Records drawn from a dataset
──────

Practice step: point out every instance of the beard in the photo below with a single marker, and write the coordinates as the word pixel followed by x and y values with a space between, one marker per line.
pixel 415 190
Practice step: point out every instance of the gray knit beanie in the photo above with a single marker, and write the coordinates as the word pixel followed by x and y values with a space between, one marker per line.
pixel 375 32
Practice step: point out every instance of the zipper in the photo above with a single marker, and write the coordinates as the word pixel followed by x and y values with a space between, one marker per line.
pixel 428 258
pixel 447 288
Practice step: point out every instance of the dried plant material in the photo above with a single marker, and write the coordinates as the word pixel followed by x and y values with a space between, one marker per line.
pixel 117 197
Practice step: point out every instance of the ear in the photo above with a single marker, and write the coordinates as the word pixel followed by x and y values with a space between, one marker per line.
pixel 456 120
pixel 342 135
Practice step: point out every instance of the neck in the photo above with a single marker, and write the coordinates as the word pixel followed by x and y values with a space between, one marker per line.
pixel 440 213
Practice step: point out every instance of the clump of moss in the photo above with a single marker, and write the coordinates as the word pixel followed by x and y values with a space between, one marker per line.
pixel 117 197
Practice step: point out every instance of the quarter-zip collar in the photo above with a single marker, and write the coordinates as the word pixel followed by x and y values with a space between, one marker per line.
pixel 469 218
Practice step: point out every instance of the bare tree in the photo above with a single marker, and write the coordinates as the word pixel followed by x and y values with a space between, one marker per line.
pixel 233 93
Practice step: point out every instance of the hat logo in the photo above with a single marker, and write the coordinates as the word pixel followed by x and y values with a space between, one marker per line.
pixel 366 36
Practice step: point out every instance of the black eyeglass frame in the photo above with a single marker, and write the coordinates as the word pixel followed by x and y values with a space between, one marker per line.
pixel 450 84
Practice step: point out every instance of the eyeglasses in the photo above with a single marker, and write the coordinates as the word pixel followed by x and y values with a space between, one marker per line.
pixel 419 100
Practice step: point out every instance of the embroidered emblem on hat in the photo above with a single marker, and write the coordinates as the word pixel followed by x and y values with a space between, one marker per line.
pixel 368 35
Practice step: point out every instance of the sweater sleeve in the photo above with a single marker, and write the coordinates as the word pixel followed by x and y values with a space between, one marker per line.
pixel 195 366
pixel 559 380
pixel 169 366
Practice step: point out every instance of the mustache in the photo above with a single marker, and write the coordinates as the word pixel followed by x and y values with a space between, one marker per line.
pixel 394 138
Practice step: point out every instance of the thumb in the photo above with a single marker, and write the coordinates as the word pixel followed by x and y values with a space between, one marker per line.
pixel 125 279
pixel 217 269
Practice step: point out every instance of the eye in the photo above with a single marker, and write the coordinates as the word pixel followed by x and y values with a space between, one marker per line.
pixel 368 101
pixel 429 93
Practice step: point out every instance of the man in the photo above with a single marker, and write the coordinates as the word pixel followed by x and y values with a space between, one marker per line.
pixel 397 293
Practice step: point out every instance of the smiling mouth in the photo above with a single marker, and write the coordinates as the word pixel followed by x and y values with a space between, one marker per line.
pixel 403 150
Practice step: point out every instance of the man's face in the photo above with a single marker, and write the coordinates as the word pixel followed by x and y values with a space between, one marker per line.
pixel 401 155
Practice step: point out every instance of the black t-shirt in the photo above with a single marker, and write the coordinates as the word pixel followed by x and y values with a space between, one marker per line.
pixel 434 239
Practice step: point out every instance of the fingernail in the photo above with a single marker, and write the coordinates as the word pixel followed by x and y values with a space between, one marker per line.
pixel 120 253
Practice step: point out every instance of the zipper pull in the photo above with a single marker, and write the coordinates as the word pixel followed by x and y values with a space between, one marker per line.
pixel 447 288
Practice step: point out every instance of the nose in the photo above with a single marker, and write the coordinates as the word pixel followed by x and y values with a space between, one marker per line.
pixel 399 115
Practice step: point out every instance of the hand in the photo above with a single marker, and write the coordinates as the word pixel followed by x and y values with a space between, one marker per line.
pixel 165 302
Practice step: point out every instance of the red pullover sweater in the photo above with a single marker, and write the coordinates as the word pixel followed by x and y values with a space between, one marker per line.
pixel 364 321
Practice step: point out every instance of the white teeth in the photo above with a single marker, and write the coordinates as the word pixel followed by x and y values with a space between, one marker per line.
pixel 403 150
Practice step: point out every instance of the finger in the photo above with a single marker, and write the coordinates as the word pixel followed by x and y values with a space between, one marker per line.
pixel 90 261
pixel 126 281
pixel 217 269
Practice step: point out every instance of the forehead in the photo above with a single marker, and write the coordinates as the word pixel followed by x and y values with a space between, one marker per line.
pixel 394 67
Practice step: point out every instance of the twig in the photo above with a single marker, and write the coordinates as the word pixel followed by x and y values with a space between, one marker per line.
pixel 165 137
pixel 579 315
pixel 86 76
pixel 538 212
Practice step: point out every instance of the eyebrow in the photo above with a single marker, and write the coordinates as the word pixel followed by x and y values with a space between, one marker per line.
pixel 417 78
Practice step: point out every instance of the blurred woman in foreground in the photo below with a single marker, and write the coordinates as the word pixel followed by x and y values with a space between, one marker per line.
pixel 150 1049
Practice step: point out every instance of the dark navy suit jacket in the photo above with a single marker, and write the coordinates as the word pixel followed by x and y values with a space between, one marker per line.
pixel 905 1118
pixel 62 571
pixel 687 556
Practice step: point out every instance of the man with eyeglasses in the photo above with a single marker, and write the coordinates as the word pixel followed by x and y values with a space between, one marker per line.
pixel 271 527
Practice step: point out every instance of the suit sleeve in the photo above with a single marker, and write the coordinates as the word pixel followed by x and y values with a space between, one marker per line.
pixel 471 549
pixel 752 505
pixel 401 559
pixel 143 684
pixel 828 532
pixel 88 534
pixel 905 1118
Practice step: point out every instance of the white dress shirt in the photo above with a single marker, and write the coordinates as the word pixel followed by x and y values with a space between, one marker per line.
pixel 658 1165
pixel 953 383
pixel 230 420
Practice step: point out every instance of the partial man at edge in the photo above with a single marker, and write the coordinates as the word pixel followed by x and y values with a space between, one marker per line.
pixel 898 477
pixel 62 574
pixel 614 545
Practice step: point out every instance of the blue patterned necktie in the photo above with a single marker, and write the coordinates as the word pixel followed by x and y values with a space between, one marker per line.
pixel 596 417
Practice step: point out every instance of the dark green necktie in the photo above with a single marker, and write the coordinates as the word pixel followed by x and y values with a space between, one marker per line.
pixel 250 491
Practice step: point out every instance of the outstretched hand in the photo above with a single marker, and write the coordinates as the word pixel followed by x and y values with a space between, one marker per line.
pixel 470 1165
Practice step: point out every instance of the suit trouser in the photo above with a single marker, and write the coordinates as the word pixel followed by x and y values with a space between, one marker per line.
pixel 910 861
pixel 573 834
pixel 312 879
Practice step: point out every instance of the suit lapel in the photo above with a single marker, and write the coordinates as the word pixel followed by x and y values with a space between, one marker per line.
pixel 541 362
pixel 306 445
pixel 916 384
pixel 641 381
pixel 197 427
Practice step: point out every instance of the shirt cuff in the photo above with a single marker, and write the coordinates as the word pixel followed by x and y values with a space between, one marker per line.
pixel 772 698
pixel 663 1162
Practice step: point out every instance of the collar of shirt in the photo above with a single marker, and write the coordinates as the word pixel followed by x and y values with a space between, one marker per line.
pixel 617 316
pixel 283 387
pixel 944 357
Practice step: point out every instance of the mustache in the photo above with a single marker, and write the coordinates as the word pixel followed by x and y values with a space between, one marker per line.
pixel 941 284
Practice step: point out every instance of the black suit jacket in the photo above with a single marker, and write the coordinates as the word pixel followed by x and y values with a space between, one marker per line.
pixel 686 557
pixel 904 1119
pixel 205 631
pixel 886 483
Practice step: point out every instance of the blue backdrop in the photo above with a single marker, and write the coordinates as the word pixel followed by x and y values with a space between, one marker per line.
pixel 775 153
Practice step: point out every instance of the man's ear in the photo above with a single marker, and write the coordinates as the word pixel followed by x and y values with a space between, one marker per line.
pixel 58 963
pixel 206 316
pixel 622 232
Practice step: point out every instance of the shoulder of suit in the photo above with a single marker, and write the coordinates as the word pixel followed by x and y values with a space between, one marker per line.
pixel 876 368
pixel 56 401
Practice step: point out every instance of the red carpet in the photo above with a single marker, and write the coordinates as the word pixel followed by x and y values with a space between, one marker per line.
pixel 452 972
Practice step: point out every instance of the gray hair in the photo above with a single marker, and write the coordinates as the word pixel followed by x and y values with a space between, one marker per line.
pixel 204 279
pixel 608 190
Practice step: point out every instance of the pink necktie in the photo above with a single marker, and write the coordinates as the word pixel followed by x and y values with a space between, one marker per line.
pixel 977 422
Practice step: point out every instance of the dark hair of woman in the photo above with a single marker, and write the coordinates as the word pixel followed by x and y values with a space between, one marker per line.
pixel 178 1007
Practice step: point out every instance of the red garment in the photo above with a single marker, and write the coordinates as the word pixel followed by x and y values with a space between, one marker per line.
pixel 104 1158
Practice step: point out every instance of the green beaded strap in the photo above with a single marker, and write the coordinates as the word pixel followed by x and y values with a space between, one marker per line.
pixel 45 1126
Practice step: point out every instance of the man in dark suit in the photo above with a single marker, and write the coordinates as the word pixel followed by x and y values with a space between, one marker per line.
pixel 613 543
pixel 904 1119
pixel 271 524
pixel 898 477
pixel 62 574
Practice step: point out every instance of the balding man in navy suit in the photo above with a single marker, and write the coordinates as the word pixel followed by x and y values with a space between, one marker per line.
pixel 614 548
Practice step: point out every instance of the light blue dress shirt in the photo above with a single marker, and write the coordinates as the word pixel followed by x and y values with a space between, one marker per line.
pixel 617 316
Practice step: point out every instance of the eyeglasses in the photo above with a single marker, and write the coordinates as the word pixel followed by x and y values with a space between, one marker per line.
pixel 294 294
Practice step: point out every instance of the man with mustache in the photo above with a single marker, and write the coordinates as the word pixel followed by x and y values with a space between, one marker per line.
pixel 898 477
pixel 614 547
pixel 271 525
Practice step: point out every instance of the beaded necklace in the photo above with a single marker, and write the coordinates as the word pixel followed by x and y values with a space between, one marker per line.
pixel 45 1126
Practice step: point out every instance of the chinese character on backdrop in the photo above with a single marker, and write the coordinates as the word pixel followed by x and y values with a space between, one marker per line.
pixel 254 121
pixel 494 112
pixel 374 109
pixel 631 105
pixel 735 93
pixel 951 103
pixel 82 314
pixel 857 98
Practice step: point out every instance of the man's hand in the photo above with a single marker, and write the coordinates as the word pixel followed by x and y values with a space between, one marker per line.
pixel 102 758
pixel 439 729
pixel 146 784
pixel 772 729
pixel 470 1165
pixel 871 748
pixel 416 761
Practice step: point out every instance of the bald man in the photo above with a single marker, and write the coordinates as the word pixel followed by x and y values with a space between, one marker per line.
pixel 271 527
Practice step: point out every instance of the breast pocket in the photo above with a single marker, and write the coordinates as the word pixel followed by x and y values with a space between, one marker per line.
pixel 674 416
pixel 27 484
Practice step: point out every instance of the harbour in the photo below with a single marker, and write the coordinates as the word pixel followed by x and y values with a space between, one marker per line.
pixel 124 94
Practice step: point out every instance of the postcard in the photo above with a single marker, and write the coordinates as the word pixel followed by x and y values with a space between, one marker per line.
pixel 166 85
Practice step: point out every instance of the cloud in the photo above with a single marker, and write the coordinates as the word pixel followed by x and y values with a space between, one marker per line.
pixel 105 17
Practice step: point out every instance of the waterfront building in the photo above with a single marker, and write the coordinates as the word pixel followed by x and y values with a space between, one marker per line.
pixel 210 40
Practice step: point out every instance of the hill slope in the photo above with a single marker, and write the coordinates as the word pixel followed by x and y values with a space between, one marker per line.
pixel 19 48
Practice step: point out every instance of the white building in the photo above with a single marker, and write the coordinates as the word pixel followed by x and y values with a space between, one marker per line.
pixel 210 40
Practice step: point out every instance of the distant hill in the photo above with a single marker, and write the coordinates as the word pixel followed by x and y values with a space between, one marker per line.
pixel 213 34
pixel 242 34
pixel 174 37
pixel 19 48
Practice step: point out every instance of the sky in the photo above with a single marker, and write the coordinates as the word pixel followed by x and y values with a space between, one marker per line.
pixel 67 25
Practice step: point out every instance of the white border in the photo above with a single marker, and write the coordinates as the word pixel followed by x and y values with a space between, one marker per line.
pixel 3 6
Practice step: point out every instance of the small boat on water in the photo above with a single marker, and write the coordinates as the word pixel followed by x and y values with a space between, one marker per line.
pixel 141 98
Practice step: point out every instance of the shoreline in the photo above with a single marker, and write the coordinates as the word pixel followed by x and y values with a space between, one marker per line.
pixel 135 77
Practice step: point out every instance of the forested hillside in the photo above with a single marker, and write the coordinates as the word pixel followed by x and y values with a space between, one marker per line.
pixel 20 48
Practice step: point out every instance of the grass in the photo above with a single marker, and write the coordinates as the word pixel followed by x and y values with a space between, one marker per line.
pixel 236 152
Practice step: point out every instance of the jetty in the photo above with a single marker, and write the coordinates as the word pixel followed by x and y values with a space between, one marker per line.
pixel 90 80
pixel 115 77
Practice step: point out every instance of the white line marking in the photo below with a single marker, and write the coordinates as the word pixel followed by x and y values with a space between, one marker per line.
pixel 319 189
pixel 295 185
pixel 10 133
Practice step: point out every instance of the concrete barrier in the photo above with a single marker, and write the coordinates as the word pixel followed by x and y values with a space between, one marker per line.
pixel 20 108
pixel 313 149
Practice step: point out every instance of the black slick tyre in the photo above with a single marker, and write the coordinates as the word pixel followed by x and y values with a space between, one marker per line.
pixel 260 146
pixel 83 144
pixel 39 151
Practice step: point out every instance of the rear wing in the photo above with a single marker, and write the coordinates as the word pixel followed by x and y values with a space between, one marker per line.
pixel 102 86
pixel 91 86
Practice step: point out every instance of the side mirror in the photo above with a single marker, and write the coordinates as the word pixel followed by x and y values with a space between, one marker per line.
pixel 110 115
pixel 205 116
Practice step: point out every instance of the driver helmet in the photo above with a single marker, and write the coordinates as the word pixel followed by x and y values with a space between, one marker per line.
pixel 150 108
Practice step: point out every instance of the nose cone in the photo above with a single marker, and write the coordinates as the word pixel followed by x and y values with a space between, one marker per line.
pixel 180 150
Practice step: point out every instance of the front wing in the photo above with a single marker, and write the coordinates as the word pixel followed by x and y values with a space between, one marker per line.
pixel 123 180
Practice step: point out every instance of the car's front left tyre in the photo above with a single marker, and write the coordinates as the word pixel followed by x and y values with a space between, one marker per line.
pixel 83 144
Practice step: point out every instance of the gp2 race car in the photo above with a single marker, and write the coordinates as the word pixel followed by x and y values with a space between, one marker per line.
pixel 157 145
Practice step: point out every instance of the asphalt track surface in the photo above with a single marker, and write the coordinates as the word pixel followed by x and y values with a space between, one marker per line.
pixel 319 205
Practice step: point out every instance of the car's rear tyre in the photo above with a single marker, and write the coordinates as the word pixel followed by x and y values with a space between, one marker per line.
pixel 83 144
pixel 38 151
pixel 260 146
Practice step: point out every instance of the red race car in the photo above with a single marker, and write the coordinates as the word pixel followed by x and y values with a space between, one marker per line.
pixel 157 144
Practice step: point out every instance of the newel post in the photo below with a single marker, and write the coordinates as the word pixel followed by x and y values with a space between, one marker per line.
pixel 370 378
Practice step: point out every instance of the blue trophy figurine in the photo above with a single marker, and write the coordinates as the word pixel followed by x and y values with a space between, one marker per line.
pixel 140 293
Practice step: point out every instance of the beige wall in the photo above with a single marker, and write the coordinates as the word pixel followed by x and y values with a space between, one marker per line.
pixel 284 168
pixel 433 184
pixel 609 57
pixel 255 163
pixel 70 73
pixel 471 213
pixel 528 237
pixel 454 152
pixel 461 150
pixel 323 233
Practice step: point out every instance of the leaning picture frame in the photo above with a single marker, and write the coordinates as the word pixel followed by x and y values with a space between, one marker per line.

──────

#### DESCRIPTION OF THE TASK
Give back exactly the lines from the one containing "Practice step: point out every instance of the car's rear" through the last line of the records.

#### TASK RESULT
Practice step: point out every instance of the car's rear tyre in the photo above with a single marker, and write the coordinates as the word pixel followed by x and y values with a space between, one marker per line.
pixel 83 144
pixel 38 151
pixel 260 146
Practice step: point out every instance of the red race car in the photo above with a single marker, and write the coordinates as the word pixel followed by x and y values with a space between, one marker per line.
pixel 157 144
Practice step: point out every instance of the newel post in the photo below with a single marker, and write the coordinates as the word pixel followed by x and y values with a space between, one marker per line.
pixel 370 378
Practice step: point out every instance of the blue trophy figurine in the photo above with a single marker, and write the coordinates as the word pixel followed by x and y values with a space between, one marker per line.
pixel 140 293
Practice step: point out every instance of the beige wall in the photo above with a single marker, and write the coordinates as the word pixel followed by x and y values with a space between, one marker per line.
pixel 284 168
pixel 433 184
pixel 609 57
pixel 255 163
pixel 70 73
pixel 471 213
pixel 528 237
pixel 454 152
pixel 461 150
pixel 323 233
Practice step: point out every instance of the leaning picture frame in the photo above with a single marker, and write the coordinates as the word pixel followed by x and y values with a space between, one marker per line.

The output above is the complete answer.